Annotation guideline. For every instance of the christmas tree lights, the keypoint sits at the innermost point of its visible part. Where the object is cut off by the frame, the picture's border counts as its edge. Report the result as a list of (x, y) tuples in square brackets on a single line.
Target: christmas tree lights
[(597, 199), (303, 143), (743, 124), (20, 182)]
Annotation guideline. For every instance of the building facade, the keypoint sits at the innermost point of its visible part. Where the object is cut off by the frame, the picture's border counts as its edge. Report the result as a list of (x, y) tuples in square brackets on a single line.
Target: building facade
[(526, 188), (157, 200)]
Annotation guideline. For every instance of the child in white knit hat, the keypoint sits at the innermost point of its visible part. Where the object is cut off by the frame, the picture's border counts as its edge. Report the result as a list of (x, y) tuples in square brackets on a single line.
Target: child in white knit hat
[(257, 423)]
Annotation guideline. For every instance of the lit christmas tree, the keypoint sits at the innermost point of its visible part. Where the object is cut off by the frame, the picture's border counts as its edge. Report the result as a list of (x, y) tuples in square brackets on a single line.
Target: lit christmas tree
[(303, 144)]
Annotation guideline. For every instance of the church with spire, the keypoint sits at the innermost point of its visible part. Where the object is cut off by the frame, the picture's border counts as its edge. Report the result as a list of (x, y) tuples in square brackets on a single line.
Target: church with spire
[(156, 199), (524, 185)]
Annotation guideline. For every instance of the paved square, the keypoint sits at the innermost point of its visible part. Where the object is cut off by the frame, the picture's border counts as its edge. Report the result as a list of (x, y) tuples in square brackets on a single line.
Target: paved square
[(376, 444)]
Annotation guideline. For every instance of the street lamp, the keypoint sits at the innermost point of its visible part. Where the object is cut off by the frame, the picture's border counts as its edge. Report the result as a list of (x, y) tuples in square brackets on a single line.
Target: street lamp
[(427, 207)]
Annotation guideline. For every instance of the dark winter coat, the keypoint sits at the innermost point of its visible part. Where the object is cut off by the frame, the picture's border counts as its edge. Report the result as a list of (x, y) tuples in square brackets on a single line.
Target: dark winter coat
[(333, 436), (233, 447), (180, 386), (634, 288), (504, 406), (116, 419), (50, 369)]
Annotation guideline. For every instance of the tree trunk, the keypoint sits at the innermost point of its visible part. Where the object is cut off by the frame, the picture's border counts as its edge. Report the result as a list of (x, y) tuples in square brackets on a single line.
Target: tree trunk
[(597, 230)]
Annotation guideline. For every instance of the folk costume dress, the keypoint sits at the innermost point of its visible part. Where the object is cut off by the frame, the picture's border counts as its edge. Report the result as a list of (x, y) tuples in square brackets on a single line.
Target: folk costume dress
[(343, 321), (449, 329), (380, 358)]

########

_Task brief_
Can you copy the stretch from the start of the records through the line containing "[(257, 423)]", requests included, and shift every x and y coordinate in the answers up by 128?

_Output of the task_
Annotation guideline. For every instance of the christmas tree lights, the keypoint sits at the innermost point of its visible part. Where the object is cut off by the frame, the picture's border counts as its edge. Report the result as a list of (x, y) tuples in square brackets on a single line.
Target: christmas tree lights
[(725, 327), (431, 271), (871, 252), (148, 310)]
Annotation guideline. For every instance of the building facade, the keypoint sits at the innermost point of its visible part. Where the object is cut off by the frame, the picture's border counts as its edge. Report the result as a list of (x, y) tuples in square brackets on a single line.
Target: building facade
[(654, 316), (285, 328)]
Annotation guideline. For every instance of the child in white knit hat, the keypoint sits at the innermost point of its visible part. Where the object is cut off by the frame, the picture's border counts as its edge. Report the result as a list of (x, y) tuples in square brackets on a single line.
Target: child in white knit hat
[(385, 551)]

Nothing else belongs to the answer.